Study text:
Weekly exercise may slow brain deterioration in people at high risk for Alzheimer’s disease, according to a team of researchers from UT Southwestern who published their findings in the Journal of Alzheimer’s Disease.
To conduct this study, researchers assessed cognitive function and brain volume in 70 participants (aged 55 and older) with sedentary lifestyles and memory issues. The participants were placed in two groups – one group performed aerobic exercise for at least 30 minutes per day four to five times per week, while the second group performed flexibility training.
Aerobic Workouts Slow Atrophy
While both groups exhibited similar cognitive capabilities during the trial’s duration in areas such as problem solving and memory, subsequent brain imaging showed that people who had amyloid buildup – a chief indicator of Alzheimer’s – experienced less brain volume reduction in their hippocampus, the brain region most affected by dementia.
“It’s interesting that the brains of participants with amyloid responded more to the aerobic exercise than the others,” said lead researcher Dr. Rong Zhang in a press release. Dr. Zhang, who conducted the trial at the Institute for Exercise and Environmental Medicine added that: “Although the interventions didn’t stop the hippocampus from getting smaller, even slowing down the rate of atrophy through exercise could be an exciting revelation.”
Although exercise failed to prevent toxic amyloid plaques from spreading, the results suggest that moderate weekly aerobic workouts may at least slow down the effects of Alzheimer’s if an early-stage intervention plan is implemented.

Tasks for this exercise:
**A)** Quote everything in the Alzheimer's exercise article from "Aerobic Workouts Slow" down to "affected by dementia.".
**B)** In the Alzheimer's exercise article, how often and for how long did the aerobic group exercise?
The data that comes next has no role in this exercise.

Data listing:
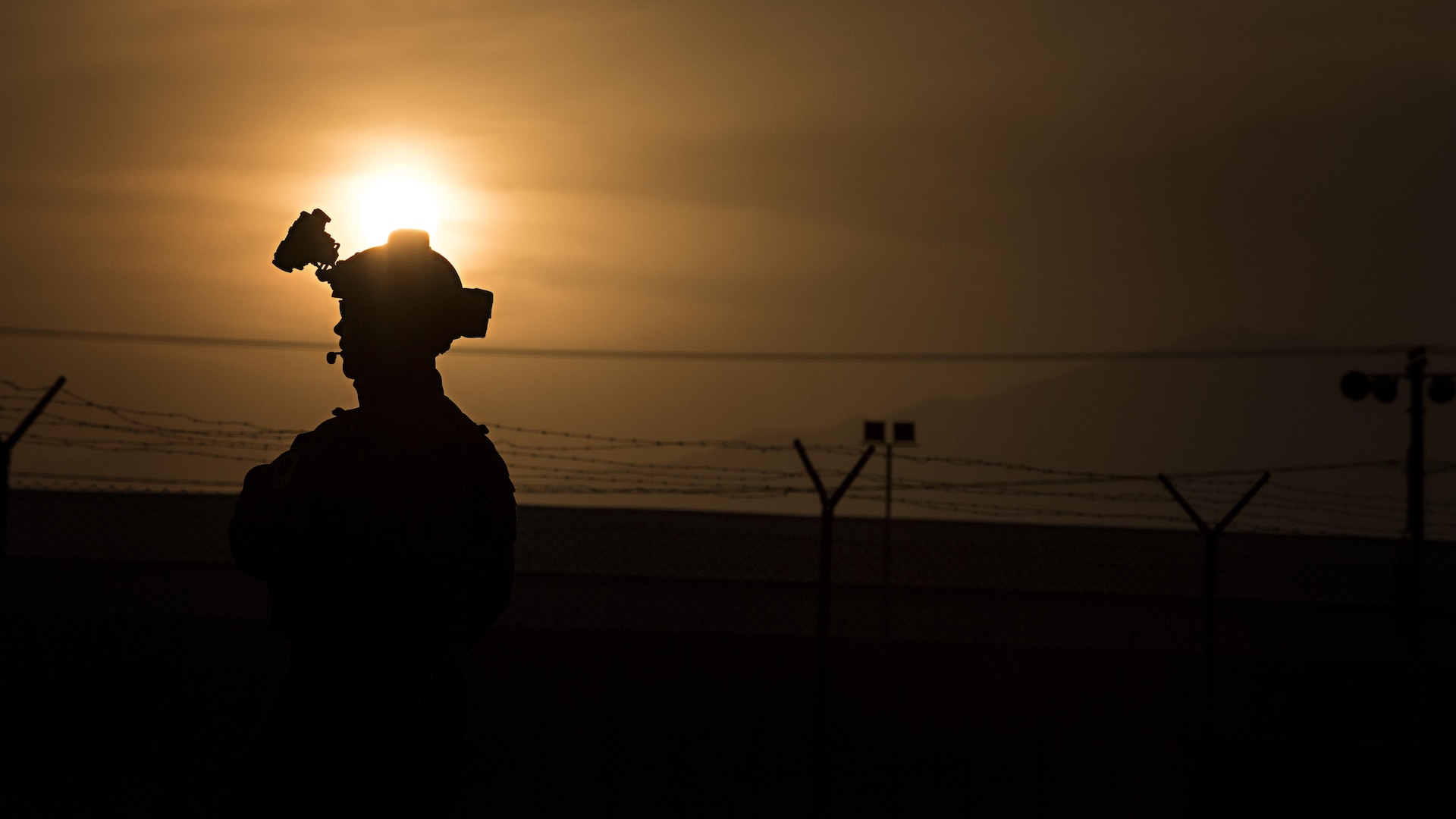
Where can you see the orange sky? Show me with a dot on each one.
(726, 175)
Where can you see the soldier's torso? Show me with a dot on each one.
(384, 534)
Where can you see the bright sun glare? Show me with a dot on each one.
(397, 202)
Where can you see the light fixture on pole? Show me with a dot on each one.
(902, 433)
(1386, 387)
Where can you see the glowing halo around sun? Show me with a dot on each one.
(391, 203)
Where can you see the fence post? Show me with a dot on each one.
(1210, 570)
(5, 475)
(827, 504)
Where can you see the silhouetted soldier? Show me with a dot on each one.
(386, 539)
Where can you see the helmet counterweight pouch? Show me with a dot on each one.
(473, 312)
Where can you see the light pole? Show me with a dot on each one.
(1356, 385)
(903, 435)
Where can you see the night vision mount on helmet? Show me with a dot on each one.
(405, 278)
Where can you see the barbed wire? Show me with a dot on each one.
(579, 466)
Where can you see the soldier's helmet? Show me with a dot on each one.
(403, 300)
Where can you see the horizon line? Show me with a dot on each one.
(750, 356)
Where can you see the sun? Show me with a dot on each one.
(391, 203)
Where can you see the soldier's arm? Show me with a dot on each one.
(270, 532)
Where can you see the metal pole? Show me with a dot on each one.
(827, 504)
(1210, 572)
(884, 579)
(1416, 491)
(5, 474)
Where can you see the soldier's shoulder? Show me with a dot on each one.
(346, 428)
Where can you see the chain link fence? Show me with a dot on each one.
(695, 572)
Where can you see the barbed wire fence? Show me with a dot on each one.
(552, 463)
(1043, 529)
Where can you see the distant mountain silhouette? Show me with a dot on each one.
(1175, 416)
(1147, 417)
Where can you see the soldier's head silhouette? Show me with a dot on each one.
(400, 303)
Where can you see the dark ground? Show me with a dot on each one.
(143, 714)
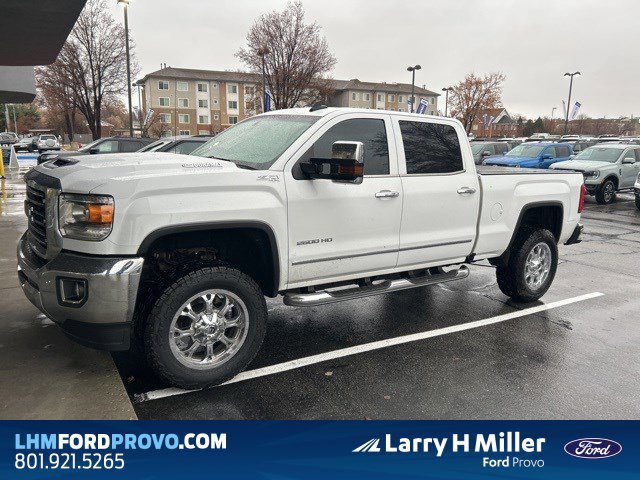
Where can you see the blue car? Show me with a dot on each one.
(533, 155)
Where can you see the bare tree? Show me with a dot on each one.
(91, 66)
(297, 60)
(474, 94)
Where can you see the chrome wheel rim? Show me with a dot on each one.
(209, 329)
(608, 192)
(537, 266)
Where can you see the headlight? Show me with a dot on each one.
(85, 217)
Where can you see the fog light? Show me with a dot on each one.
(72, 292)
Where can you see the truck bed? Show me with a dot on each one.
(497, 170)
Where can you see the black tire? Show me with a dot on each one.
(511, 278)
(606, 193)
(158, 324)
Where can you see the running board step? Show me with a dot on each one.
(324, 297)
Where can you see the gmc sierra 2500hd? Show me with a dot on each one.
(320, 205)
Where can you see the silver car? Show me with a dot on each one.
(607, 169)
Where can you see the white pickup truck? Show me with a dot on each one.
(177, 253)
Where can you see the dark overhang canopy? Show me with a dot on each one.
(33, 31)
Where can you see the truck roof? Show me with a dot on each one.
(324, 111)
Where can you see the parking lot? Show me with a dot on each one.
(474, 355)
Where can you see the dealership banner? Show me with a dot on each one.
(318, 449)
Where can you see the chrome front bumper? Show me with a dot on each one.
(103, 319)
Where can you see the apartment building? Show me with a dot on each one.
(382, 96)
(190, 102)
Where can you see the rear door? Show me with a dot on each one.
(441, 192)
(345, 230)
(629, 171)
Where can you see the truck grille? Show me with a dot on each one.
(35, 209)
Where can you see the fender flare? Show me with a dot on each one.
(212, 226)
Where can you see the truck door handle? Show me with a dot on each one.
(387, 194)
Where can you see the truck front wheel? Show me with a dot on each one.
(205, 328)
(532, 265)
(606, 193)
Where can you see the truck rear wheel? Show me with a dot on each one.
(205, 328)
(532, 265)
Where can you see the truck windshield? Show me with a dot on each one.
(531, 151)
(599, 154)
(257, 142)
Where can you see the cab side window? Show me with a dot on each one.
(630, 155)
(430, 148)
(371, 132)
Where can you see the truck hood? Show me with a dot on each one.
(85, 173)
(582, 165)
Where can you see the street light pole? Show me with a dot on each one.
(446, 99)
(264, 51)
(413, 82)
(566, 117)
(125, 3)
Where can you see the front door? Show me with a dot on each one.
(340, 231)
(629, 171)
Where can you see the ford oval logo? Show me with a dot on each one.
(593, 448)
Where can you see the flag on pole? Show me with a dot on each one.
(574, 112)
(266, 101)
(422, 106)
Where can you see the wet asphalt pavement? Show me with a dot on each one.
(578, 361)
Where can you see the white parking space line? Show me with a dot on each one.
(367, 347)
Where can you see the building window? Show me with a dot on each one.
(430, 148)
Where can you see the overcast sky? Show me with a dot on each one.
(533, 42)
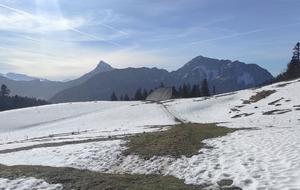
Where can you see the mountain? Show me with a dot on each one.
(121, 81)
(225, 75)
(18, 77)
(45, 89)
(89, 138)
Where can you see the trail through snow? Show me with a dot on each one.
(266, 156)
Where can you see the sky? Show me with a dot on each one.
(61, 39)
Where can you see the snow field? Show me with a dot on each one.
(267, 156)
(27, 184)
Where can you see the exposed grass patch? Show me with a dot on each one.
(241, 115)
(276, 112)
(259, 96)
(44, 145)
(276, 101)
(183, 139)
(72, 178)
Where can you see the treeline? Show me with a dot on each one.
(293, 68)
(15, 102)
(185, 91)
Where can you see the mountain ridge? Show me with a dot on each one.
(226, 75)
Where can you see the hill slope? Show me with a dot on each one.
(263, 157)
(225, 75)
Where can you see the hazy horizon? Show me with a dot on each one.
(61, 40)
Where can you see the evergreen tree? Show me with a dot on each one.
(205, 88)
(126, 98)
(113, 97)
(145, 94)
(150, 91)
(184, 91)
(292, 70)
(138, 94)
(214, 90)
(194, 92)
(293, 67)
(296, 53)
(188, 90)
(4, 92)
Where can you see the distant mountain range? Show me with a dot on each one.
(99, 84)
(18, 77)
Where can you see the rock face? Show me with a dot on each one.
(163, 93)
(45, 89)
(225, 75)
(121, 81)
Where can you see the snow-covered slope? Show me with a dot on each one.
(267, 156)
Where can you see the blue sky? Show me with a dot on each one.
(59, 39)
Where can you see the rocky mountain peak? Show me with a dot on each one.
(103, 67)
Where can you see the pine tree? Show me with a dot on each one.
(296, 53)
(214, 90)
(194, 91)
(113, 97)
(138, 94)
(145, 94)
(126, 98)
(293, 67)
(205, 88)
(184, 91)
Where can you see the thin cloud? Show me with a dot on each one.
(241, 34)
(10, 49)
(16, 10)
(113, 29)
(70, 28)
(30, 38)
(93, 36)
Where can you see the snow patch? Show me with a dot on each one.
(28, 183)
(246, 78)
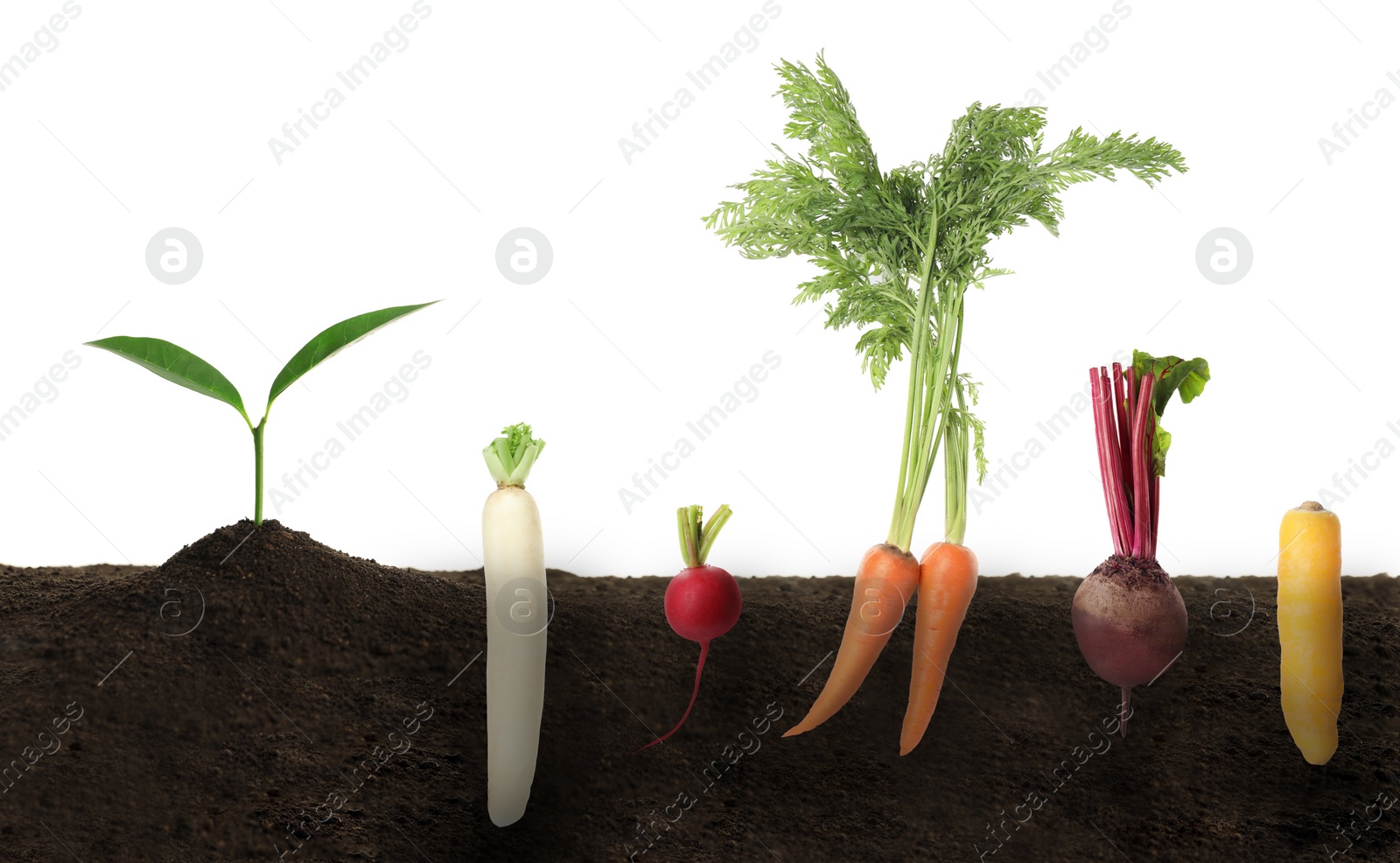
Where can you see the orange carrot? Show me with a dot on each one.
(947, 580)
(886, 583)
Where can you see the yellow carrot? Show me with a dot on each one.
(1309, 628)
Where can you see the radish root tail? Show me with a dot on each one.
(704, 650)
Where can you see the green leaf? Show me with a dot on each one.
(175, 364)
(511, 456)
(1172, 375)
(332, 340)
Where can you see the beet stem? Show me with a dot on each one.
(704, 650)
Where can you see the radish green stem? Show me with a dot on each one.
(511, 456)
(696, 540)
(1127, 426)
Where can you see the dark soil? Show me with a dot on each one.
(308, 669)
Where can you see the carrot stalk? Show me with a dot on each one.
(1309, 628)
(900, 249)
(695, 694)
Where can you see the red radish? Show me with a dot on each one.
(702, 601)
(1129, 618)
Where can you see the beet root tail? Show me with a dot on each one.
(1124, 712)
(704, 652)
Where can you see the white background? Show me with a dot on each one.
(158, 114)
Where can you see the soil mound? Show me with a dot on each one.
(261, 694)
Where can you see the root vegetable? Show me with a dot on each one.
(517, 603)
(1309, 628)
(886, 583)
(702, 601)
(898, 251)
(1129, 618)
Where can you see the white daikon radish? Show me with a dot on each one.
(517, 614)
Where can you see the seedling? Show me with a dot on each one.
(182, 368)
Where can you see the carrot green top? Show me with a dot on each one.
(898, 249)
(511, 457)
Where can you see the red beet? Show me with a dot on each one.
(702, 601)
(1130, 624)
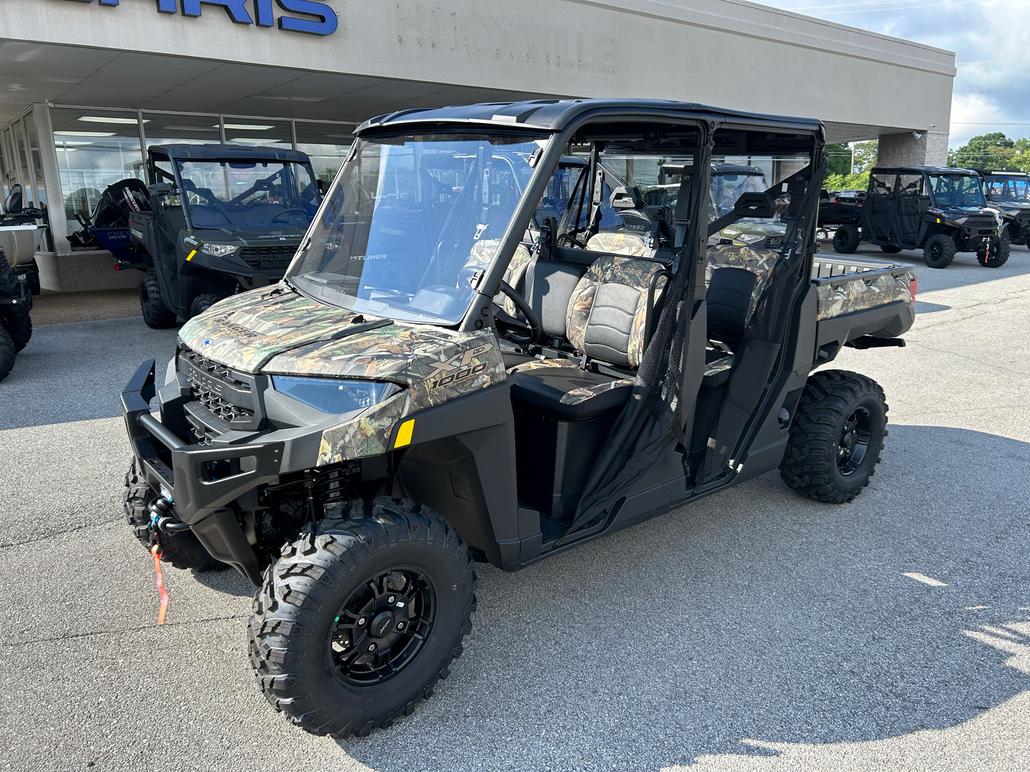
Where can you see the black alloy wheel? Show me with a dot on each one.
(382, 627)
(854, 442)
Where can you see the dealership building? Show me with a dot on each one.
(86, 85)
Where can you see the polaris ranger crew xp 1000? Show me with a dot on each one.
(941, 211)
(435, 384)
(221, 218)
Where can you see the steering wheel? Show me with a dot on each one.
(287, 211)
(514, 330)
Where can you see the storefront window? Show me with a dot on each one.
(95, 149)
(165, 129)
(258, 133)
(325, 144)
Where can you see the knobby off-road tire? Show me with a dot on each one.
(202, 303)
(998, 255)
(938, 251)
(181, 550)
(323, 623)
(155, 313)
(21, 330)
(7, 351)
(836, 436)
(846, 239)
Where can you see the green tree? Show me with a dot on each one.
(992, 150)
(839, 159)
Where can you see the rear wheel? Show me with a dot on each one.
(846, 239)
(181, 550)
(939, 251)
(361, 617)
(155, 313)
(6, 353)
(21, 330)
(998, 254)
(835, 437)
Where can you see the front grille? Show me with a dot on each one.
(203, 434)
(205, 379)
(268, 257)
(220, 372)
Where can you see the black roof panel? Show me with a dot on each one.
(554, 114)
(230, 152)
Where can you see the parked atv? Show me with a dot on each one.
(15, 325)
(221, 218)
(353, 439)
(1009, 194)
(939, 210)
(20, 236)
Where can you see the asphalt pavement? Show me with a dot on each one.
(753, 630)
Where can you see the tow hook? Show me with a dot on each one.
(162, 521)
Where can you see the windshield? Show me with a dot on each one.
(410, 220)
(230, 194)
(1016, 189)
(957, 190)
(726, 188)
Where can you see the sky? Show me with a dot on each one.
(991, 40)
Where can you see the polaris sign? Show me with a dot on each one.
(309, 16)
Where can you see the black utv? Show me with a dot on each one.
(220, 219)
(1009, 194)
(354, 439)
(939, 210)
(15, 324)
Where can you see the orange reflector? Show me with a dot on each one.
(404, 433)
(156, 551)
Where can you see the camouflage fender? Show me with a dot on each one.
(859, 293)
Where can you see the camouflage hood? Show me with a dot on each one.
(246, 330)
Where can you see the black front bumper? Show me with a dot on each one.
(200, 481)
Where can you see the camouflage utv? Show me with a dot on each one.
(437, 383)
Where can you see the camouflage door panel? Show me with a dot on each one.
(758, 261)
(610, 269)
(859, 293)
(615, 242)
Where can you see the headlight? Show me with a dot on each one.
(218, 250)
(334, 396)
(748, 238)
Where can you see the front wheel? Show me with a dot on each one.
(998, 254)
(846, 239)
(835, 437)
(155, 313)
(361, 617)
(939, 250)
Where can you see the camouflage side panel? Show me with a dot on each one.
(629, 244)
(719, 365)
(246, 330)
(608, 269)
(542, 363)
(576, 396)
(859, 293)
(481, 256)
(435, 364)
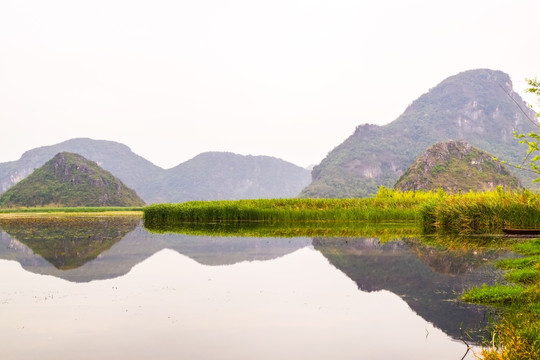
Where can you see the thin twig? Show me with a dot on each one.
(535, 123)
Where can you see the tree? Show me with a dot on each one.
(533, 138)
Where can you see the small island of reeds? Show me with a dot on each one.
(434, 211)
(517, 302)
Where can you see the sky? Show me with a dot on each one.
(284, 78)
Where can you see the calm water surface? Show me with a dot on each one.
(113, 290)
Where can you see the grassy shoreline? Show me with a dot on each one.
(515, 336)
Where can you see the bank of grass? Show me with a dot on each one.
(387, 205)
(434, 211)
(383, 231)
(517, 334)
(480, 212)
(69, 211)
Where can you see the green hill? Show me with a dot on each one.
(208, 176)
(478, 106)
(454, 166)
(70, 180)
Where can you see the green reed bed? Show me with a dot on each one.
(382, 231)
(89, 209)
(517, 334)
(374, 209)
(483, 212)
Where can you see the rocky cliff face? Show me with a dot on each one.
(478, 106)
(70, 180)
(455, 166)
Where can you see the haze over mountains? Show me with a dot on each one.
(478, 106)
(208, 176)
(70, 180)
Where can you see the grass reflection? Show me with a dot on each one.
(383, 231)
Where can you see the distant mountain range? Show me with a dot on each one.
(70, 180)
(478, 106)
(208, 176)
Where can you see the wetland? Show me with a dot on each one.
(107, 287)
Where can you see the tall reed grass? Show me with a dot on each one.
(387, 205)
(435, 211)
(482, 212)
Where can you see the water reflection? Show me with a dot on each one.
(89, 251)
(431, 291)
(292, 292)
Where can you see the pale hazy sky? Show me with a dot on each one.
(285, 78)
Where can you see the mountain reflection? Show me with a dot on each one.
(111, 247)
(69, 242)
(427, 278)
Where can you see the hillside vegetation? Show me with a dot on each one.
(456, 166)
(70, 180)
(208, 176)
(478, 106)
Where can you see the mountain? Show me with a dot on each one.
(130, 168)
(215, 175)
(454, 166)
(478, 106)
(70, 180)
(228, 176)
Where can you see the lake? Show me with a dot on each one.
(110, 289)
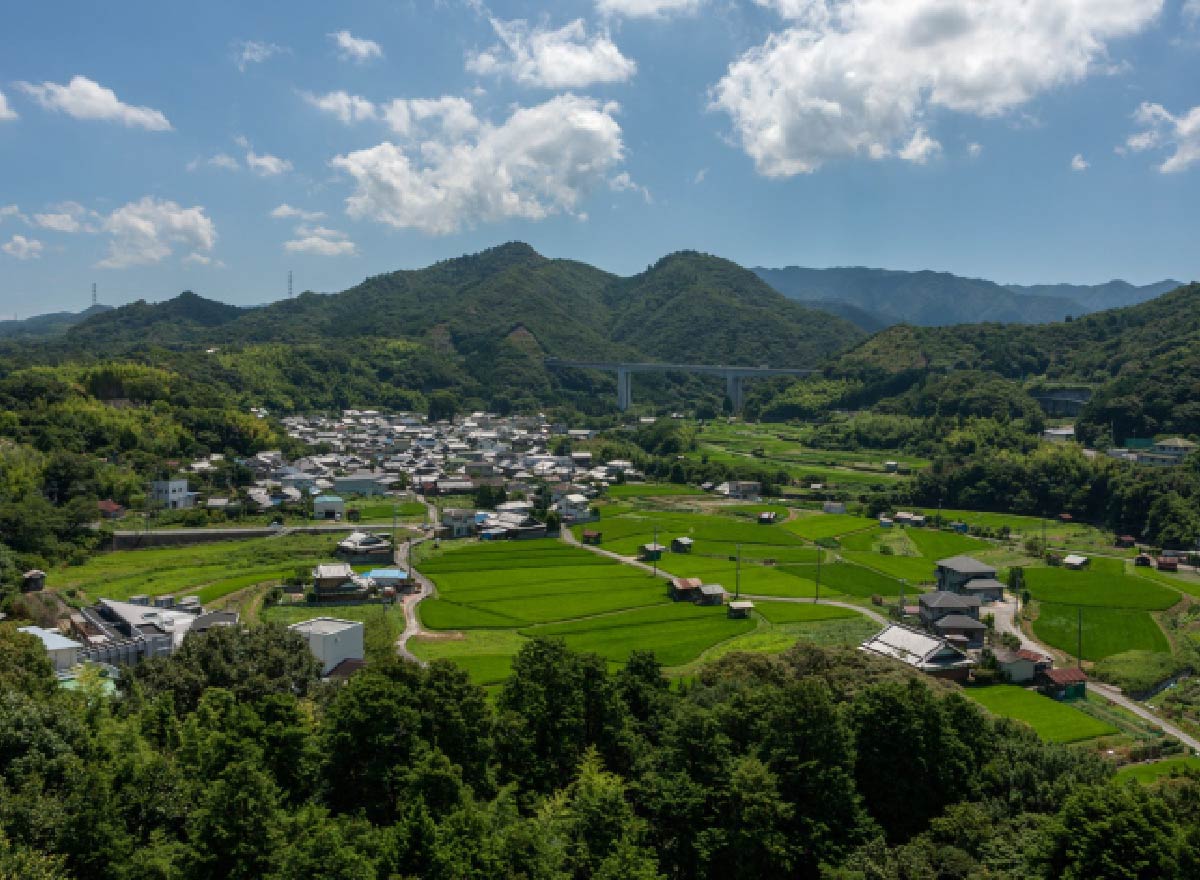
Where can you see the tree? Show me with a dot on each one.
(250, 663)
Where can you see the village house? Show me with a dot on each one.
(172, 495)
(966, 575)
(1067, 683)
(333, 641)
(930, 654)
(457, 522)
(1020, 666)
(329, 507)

List of solutions:
**A)**
Aerobic Workouts Slow Atrophy
While both groups exhibited similar cognitive capabilities during the trial’s duration in areas such as problem solving and memory, subsequent brain imaging showed that people who had amyloid buildup – a chief indicator of Alzheimer’s – experienced less brain volume reduction in their hippocampus, the brain region most affected by dementia.

**B)** At least 30 minutes per day, four to five times per week.